- [Brief]
Return every line below that contains the word "white", copied in full. Case counts.

- [Dataset records]
★ ★ ★ ★
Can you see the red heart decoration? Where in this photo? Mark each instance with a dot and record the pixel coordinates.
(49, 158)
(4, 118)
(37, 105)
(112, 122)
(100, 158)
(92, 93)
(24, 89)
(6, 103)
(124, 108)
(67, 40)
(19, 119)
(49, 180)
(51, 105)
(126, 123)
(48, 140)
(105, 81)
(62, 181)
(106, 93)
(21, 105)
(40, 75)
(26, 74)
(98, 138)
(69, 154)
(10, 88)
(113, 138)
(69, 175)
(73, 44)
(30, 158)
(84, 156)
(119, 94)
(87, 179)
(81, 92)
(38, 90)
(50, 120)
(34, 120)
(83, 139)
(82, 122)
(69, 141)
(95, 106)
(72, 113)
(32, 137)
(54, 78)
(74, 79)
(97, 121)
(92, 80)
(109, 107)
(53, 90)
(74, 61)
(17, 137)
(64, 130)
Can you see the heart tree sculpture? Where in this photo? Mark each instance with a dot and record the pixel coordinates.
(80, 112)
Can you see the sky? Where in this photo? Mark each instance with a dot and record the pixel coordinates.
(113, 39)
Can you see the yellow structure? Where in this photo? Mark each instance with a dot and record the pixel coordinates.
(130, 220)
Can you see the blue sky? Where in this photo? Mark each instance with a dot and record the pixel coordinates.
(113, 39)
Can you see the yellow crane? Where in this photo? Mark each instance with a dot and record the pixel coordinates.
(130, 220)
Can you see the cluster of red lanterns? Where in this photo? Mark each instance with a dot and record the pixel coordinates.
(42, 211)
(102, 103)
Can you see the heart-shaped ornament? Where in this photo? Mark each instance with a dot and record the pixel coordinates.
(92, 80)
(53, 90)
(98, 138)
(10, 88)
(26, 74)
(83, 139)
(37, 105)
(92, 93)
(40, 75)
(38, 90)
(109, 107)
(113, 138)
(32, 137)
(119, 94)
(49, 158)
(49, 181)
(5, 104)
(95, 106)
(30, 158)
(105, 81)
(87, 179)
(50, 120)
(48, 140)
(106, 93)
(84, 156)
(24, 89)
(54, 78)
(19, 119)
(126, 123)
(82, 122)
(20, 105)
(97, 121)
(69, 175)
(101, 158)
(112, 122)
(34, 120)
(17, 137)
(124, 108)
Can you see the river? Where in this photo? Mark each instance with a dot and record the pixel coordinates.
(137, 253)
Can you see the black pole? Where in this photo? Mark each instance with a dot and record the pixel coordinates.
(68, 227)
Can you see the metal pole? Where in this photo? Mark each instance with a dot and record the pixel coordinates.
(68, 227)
★ ★ ★ ★
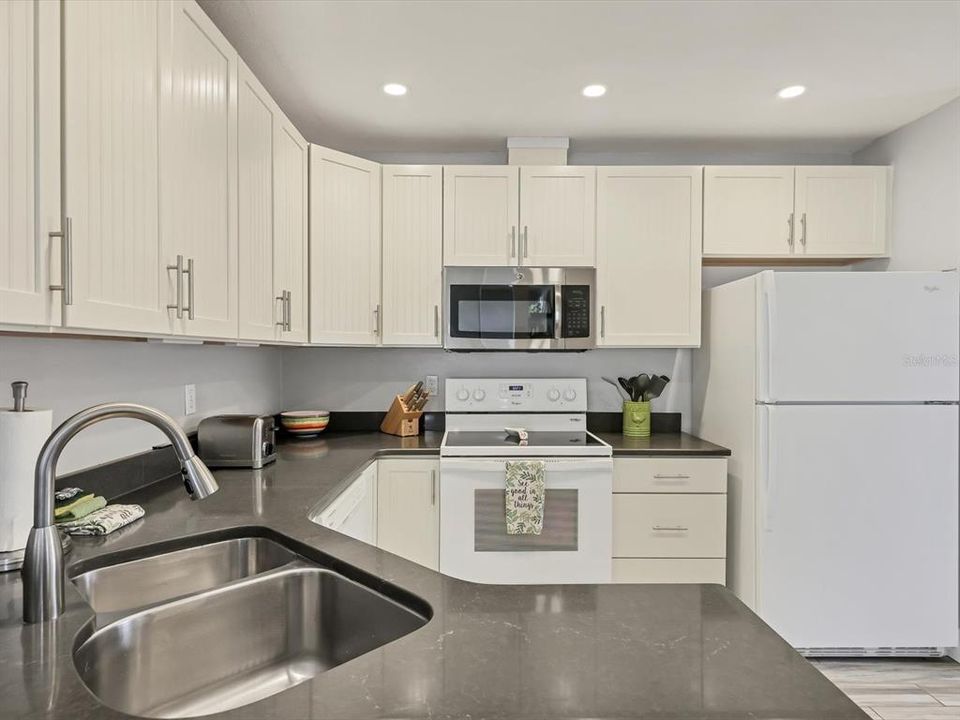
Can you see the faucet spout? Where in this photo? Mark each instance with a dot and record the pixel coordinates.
★ ★ ★ ★
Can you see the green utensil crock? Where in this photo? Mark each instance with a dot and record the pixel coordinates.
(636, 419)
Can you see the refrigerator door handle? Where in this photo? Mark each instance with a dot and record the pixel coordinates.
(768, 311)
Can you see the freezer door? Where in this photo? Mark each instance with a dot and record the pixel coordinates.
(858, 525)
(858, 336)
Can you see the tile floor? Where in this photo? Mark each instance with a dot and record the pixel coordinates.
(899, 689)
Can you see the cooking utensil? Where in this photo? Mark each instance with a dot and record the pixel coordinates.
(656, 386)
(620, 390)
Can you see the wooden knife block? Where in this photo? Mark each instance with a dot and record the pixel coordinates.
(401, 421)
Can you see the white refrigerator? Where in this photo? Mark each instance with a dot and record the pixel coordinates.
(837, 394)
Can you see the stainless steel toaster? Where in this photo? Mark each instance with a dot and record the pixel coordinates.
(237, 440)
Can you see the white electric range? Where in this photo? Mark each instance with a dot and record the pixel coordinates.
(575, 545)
★ ★ ★ ★
- [Worked solution]
Can you see the white refrigerator? Where in this photo? Mark each instance with a dot and record the pixel coordinates.
Can you see the white electric range? Where in this photo? Mark each instance with a dot and record the pixel coordinates.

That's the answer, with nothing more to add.